[Pointing rows]
★ ★ ★ ★

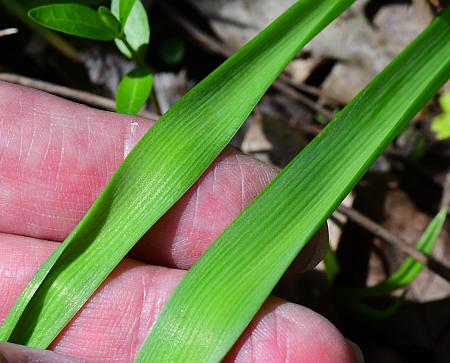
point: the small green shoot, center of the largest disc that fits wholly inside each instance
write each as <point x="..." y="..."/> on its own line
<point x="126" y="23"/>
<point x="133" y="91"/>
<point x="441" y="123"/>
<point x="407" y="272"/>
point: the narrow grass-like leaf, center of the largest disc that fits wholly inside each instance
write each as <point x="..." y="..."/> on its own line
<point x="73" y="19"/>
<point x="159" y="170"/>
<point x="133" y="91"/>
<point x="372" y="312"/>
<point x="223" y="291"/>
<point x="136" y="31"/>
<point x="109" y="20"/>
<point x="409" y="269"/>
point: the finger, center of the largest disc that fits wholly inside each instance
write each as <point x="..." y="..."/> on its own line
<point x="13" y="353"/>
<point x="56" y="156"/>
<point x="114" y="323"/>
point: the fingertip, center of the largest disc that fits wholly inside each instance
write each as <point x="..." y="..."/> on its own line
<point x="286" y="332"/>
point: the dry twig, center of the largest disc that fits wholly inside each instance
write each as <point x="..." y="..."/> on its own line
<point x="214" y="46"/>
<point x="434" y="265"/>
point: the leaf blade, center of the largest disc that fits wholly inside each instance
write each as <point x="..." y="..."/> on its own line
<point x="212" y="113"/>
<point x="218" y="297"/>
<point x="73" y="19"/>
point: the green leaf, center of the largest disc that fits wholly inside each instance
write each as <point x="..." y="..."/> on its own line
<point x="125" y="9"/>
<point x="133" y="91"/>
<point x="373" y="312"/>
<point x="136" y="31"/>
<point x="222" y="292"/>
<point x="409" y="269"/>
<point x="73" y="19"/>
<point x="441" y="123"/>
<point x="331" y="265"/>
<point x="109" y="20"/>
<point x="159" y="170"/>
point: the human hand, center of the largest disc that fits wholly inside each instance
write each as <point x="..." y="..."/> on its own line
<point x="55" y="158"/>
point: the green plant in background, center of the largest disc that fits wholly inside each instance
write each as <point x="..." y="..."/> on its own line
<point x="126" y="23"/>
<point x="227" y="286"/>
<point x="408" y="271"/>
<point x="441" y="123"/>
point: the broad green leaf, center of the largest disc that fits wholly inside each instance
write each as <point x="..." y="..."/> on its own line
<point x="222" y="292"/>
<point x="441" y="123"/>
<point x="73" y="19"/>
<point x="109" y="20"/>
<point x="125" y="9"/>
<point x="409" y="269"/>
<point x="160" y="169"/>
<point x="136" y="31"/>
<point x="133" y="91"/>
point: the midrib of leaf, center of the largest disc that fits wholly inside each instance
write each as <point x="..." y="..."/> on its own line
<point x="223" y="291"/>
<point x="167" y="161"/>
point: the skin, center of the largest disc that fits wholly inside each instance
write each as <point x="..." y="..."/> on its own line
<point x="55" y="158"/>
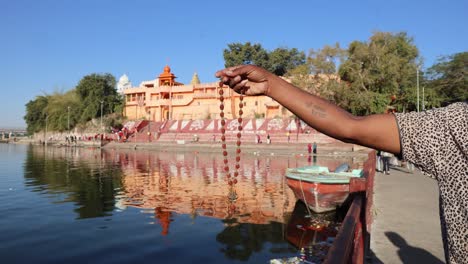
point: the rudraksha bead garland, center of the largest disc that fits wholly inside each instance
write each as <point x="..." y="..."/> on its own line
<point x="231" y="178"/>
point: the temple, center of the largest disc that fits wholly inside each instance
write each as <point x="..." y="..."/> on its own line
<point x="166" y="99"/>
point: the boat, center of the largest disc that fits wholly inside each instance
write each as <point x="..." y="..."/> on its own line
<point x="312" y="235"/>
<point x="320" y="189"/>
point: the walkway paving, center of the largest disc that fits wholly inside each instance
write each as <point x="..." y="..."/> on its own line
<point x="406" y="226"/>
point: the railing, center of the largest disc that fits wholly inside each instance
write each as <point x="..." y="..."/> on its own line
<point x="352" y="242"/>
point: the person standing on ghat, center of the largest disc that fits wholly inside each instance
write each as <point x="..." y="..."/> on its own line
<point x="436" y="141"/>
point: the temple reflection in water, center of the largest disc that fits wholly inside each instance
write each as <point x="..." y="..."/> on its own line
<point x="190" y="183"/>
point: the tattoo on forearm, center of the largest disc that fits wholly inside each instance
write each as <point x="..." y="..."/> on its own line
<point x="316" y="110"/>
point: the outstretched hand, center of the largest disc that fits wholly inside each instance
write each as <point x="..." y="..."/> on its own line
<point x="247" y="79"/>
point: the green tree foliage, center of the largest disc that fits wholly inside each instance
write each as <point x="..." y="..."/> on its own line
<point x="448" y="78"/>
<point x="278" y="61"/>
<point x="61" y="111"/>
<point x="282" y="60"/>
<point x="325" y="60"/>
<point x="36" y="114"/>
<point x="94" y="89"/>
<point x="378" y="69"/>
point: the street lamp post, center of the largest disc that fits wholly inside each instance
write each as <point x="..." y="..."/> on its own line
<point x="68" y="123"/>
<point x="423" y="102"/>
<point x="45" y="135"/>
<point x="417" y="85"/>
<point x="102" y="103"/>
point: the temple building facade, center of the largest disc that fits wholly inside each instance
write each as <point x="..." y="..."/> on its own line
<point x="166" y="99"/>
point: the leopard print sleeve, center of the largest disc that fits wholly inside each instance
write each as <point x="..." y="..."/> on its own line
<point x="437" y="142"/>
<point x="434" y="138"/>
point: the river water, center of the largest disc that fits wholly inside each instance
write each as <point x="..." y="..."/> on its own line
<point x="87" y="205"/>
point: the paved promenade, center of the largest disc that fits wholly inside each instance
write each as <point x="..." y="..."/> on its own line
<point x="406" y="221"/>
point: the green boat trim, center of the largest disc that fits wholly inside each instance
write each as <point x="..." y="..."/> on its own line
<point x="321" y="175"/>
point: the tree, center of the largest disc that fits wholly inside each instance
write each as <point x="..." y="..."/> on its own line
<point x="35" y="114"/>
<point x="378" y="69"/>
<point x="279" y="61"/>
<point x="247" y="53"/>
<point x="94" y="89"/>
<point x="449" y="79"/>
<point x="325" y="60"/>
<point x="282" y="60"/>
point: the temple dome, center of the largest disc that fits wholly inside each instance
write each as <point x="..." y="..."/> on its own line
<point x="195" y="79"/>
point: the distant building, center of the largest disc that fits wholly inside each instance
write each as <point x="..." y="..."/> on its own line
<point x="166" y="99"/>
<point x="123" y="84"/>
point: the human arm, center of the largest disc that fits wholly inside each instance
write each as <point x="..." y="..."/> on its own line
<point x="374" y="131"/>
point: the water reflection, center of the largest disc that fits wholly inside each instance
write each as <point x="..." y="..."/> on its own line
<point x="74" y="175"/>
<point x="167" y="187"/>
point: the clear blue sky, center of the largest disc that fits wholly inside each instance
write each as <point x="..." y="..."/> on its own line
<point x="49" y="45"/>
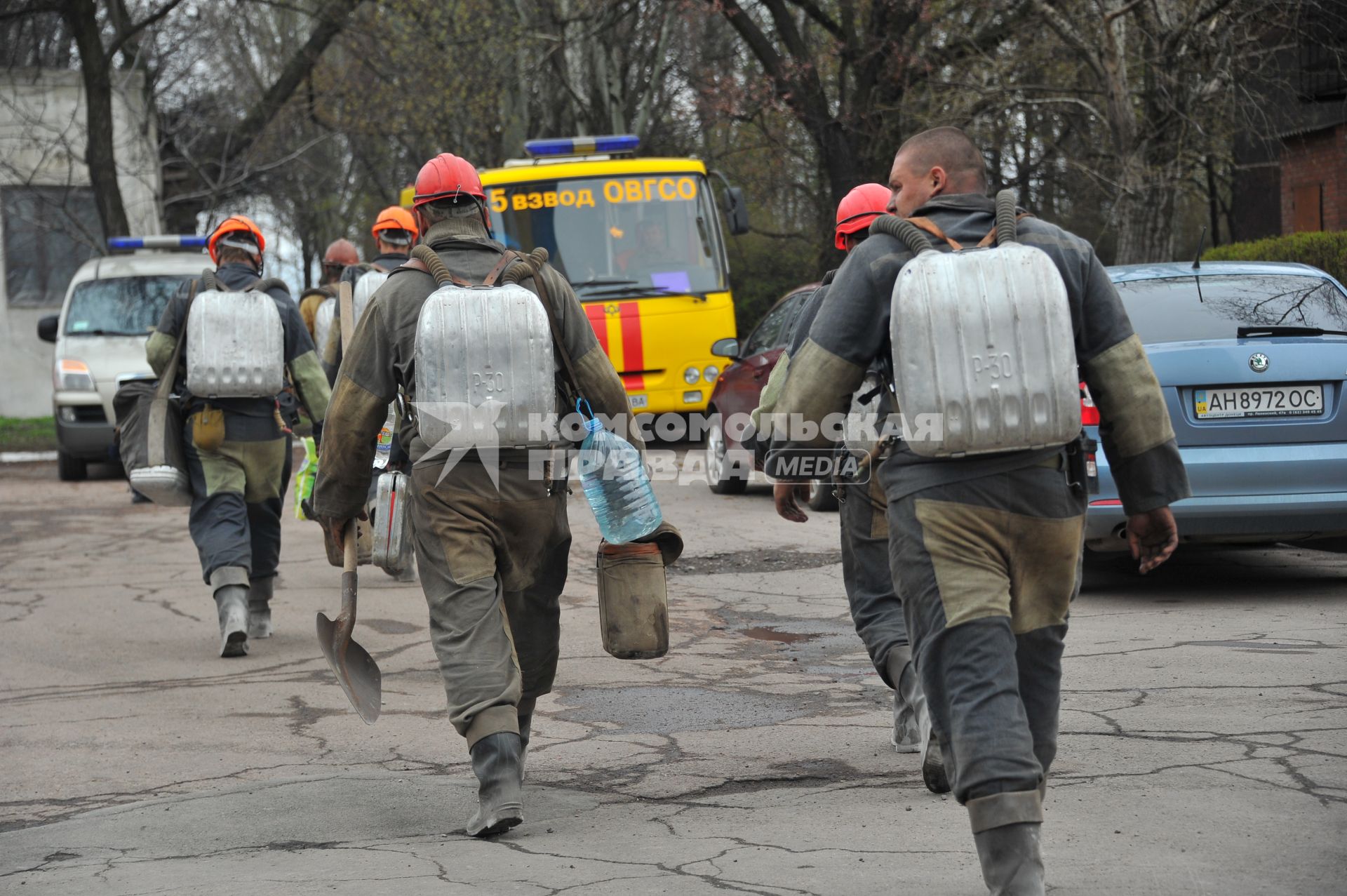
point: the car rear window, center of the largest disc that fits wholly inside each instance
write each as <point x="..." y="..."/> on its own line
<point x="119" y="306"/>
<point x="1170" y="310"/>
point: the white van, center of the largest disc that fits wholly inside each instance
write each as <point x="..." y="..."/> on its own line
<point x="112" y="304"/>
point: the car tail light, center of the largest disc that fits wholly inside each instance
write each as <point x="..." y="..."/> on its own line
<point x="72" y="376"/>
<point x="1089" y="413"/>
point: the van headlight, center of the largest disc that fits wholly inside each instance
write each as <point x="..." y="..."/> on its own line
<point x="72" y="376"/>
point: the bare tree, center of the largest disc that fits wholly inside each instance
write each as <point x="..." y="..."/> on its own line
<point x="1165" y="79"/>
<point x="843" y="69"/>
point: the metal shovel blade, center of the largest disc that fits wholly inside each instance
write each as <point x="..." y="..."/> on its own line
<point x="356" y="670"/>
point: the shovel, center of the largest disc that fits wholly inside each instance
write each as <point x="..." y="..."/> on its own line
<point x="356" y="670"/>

★ ★ ★ ★

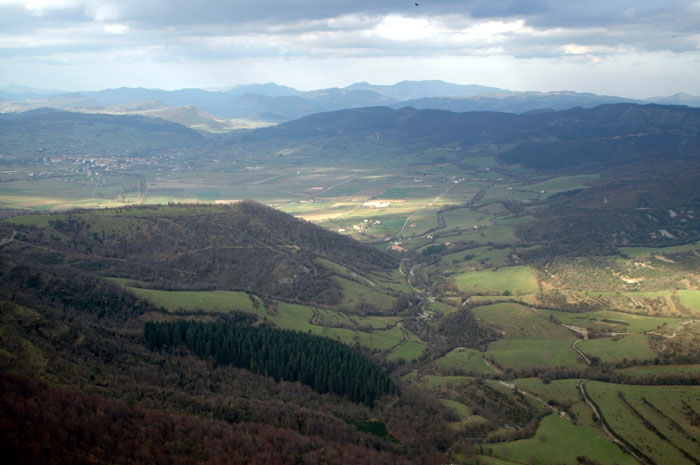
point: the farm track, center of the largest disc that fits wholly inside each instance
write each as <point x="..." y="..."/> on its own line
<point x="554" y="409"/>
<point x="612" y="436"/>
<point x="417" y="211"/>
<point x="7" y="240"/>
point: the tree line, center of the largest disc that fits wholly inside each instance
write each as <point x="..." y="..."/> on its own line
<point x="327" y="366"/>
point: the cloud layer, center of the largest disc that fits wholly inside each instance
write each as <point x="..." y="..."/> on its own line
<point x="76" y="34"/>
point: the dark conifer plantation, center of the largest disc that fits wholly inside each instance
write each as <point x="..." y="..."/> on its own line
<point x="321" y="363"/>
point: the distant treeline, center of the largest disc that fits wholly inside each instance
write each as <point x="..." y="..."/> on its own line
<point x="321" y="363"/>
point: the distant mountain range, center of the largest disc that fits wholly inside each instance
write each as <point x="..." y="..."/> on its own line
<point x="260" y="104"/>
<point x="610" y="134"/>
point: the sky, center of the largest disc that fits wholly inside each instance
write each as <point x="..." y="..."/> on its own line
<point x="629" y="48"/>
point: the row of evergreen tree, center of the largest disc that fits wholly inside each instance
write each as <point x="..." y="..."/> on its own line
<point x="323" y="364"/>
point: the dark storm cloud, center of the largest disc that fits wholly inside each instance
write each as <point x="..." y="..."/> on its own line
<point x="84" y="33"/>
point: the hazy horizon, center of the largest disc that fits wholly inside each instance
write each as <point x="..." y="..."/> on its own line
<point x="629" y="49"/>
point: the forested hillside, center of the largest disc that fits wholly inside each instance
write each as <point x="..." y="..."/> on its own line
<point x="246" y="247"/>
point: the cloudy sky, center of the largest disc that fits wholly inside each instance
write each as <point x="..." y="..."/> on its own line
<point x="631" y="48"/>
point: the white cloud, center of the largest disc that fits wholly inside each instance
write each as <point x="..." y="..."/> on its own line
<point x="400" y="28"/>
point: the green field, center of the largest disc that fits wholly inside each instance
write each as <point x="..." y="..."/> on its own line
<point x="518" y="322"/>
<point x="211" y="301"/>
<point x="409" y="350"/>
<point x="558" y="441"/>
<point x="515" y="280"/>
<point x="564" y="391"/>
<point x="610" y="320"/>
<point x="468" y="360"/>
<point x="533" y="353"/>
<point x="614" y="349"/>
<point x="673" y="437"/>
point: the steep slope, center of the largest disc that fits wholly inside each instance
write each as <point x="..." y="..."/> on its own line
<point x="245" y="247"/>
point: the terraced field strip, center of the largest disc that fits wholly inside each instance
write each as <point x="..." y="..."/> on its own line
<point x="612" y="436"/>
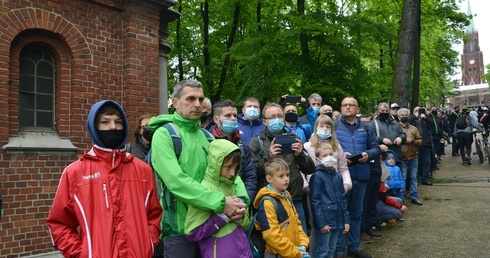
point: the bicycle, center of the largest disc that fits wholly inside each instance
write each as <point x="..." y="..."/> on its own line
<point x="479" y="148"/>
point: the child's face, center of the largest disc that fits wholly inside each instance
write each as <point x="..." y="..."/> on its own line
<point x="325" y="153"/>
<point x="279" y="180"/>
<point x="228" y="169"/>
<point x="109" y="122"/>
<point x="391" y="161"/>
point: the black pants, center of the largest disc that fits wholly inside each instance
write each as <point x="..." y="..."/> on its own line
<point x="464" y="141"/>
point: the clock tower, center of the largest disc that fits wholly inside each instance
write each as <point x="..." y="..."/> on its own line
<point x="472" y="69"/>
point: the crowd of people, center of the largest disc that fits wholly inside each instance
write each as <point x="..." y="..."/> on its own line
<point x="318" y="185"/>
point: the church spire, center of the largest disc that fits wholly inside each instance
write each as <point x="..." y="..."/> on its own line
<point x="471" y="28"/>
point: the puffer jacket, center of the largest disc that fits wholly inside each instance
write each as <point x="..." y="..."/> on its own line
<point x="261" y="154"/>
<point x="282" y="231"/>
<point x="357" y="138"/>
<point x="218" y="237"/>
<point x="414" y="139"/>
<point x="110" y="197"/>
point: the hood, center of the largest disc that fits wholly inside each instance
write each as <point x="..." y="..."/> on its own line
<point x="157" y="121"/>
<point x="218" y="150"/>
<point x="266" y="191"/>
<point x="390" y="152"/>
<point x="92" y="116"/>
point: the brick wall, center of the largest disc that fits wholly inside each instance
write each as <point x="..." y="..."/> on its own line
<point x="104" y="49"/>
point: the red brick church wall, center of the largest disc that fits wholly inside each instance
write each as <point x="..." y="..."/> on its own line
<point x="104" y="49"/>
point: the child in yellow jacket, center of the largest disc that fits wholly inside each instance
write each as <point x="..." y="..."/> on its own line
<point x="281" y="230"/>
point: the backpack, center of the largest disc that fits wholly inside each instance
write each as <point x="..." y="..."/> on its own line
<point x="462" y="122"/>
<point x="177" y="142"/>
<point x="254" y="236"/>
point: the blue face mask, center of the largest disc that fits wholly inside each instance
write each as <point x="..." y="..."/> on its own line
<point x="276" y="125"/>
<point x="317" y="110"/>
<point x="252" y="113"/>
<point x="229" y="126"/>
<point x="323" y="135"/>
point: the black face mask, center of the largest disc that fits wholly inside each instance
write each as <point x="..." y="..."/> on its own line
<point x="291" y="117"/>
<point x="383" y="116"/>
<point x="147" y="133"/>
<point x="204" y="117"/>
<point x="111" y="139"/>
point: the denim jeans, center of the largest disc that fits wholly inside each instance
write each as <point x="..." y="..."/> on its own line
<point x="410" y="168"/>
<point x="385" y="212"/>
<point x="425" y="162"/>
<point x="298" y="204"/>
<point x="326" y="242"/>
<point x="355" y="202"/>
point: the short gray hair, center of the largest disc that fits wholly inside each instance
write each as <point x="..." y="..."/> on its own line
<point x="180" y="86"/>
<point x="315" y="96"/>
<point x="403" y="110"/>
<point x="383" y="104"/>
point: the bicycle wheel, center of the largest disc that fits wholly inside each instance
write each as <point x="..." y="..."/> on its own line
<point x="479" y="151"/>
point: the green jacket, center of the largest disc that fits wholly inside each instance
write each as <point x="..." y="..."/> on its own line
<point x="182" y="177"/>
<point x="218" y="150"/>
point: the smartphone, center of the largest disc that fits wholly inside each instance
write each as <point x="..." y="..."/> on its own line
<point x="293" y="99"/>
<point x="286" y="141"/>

★ ★ ★ ★

> [Exercise details]
Report how many lines of the rows above contain the string "building", treating uppercase and lowercase as distinct, and give only the number.

> [Task answer]
2